▶ **Task prompt**
Where in the entries below does "portrait" appear? Copy every line that has it.

-- Opening Marker --

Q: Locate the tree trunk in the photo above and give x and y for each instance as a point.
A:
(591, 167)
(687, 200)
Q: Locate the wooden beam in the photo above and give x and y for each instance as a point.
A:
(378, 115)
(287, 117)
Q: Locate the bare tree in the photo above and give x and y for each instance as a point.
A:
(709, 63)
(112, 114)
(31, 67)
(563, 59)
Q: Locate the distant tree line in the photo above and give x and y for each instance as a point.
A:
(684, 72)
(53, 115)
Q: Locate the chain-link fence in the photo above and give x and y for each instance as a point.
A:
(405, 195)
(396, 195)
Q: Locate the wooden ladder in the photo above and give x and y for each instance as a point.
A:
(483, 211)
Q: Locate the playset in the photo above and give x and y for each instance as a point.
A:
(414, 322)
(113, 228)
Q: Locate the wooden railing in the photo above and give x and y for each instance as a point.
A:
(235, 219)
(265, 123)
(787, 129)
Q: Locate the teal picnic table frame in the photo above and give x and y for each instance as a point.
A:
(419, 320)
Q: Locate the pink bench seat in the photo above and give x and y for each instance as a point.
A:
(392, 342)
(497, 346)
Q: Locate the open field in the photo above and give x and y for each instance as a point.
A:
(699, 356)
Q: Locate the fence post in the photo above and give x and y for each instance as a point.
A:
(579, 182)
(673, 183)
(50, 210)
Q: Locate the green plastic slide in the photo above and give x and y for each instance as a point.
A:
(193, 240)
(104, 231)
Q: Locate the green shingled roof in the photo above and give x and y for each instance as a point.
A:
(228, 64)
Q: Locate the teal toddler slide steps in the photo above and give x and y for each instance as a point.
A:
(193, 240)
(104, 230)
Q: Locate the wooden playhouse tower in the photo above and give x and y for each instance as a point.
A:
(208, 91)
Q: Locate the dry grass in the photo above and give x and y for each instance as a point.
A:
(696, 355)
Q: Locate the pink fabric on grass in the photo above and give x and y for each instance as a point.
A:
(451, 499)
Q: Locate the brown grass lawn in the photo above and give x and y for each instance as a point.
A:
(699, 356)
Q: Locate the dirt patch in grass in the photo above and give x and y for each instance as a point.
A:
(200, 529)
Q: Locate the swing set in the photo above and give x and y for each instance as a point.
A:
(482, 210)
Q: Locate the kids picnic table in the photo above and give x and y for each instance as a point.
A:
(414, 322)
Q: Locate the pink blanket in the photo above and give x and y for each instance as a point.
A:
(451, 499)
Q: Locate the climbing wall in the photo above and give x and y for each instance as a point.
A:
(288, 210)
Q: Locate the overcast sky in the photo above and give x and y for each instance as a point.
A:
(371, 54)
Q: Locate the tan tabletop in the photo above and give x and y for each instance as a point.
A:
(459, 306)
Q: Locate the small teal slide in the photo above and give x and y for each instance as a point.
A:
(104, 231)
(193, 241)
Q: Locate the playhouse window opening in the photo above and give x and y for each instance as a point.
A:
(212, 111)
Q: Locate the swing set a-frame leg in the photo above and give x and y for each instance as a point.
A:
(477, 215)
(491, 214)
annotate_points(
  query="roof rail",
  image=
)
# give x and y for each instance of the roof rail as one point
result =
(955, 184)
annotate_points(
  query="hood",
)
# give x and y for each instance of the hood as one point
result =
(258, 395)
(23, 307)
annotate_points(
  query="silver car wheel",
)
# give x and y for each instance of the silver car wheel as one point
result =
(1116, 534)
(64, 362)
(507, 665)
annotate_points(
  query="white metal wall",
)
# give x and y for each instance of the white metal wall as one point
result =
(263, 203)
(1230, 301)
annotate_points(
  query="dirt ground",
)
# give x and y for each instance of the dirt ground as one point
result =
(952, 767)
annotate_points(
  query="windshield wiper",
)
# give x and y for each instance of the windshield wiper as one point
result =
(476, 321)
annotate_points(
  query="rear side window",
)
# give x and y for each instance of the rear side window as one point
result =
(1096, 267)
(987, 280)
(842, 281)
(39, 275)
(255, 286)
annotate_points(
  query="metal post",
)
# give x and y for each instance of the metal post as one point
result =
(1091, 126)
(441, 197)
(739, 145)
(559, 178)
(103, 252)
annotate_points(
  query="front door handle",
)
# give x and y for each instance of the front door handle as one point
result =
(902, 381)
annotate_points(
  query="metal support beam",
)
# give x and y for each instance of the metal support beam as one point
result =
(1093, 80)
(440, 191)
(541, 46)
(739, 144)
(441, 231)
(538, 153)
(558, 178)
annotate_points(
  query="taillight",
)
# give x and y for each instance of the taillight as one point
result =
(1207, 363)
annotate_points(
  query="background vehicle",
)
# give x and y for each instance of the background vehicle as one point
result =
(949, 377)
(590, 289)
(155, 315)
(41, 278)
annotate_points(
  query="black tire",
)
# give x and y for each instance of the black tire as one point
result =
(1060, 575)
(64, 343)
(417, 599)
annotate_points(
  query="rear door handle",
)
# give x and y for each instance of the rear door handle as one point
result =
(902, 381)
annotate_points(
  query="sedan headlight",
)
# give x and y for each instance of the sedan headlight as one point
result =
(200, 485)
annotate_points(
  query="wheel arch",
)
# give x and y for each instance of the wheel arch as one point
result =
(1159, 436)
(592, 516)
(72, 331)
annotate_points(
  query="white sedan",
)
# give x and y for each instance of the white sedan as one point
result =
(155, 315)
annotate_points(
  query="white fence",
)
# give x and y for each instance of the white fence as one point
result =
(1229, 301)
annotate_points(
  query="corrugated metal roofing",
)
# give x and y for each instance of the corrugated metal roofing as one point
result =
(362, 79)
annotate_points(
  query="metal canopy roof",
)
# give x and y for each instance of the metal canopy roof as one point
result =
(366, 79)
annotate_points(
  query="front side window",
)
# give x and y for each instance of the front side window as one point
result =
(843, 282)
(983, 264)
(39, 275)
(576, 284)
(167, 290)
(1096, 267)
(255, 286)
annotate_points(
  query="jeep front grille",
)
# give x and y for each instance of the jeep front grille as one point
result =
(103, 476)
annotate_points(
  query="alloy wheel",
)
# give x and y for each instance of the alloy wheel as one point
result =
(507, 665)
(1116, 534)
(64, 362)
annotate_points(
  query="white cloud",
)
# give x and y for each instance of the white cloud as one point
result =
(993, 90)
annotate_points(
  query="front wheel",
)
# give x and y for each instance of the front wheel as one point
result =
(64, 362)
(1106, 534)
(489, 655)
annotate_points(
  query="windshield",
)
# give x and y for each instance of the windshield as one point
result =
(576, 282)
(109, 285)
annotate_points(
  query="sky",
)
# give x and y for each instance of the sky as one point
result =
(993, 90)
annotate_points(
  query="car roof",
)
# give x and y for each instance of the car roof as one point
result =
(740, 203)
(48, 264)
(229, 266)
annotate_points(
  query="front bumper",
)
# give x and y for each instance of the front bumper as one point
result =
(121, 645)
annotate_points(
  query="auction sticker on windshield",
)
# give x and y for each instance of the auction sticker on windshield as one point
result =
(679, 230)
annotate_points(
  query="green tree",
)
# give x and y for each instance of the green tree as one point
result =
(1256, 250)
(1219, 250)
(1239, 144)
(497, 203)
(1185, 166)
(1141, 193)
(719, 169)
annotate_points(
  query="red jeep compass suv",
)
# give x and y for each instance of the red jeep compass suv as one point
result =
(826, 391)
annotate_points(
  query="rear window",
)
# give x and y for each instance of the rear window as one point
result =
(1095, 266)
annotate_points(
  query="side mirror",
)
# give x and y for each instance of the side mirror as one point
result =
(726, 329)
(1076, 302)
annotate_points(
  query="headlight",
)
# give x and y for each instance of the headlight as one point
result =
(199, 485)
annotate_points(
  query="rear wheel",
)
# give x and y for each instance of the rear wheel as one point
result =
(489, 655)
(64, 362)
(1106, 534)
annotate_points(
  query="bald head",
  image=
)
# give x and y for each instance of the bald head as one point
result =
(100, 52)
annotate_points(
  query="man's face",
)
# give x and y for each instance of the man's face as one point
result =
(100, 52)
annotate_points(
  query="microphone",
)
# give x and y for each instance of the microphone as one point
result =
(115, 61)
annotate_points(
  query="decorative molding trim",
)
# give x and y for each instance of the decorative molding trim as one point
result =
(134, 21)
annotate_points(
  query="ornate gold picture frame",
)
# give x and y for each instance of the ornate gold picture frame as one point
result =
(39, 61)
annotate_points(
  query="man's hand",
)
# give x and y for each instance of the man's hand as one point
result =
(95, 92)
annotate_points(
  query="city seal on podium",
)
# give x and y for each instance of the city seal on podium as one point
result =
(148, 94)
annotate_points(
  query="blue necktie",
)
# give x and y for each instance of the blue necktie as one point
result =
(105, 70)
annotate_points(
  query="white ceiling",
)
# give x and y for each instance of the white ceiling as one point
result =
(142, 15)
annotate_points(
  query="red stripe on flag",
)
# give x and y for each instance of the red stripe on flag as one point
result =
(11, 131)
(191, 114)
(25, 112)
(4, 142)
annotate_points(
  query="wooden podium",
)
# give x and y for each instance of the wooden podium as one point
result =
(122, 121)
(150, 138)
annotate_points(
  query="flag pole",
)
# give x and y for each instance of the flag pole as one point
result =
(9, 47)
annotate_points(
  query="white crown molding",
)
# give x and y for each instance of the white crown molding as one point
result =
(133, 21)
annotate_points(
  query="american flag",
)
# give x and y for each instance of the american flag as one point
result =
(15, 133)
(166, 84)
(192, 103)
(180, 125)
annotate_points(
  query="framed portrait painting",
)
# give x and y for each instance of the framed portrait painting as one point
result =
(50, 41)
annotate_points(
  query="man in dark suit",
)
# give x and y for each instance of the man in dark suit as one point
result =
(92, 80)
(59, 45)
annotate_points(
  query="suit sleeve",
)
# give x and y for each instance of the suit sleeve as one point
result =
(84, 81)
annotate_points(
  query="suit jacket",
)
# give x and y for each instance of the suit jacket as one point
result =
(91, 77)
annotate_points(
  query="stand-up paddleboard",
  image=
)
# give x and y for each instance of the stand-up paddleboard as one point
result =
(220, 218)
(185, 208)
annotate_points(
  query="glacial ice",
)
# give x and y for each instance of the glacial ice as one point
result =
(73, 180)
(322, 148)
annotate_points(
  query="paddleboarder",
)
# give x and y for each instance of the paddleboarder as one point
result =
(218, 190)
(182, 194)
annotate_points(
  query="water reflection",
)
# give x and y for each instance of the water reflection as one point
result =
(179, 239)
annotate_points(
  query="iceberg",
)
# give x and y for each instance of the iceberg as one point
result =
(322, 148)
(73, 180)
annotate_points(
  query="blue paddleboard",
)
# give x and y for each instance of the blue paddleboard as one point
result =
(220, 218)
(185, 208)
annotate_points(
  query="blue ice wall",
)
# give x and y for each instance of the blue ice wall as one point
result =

-- Closing Marker --

▶ **Result below**
  query="framed portrait painting",
# give x and y for each instance of the framed portrait painting as one point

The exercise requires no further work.